> Excerpt:
========================================================================
The sort of good news is (not for me) that I have been home for three weeks with a broken foot. She is also suppose to be resting as her front left leg is sore (Vet said 6 weeks). But I was hoping that she would come out of her shell by now. She has obviously been abused somehow as she cowers and hides when someone raises their voice even a little bit. (Hard to keep 5 and 6 year old boys from being loud). If I even discipline her a bit by saying "no" she lies on her back and just shakes. It is very sad. We have been as loving as possible but she just lacks so much confidence.

Maybe I am expecting her to adapt too soon. Any suggestions for confidence building would be great.

GsdDiamond
November 16th, 2004, 02:44 PM
I've not rescued a dog before, but my boss has. Her dog is pretty much the same way yours is, and has been that way for a long time. Her dog was physically abused to the point of near death and has vision problems because of it. Taking it slow, and I mean SLOW, is the way to go with a dog like this.

Your dog will take a long while to learn that you aren't going to hurt her. Don't raise your voise at all when you say no. Simply sit where you are, give her a shameful look and go "awwww" in a low tone. But don't move. She knows by the tone that you're displeased. If you don't move to her, or hover over her, she'll learn that you won't be like her old home. All you'll do to her is show displeasure, not anger.

But, like I said, I've not rescued before, so my way might not be the way the others here, who have rescued, would do it.

I'm sure you'll get great advice here from many more knowledgeable people.

Good luck with your very lucky dog!
========================================================================
> Dataset entries:
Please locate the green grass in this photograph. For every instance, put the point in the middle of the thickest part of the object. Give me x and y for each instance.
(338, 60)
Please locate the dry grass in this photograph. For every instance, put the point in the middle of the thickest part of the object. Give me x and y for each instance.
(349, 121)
========================================================================
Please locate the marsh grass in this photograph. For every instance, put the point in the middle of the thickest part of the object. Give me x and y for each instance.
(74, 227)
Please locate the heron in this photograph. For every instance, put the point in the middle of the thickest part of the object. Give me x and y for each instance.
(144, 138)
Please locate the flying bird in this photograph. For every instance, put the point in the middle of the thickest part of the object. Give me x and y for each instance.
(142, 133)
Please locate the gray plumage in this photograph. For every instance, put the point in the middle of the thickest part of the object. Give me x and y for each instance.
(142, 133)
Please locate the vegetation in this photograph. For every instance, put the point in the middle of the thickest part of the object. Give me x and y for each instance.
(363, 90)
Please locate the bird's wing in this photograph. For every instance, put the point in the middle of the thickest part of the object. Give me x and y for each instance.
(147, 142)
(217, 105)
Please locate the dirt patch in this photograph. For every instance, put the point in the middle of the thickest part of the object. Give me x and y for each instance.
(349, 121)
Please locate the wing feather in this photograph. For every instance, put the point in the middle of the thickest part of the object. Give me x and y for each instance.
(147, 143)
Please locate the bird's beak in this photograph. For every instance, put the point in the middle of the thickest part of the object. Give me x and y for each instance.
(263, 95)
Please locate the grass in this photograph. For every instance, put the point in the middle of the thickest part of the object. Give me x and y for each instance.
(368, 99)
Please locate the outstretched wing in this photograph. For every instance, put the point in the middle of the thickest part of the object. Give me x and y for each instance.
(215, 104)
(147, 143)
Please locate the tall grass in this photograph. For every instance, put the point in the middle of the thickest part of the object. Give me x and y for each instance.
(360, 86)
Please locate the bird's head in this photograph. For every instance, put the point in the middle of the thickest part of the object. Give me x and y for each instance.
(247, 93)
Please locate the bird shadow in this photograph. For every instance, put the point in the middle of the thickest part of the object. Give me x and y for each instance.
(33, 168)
========================================================================
> Task prompt: In the dog-rescue forum excerpt, how long did the vet say the dog should rest her sore front left leg?

> Response for this exercise: Six weeks.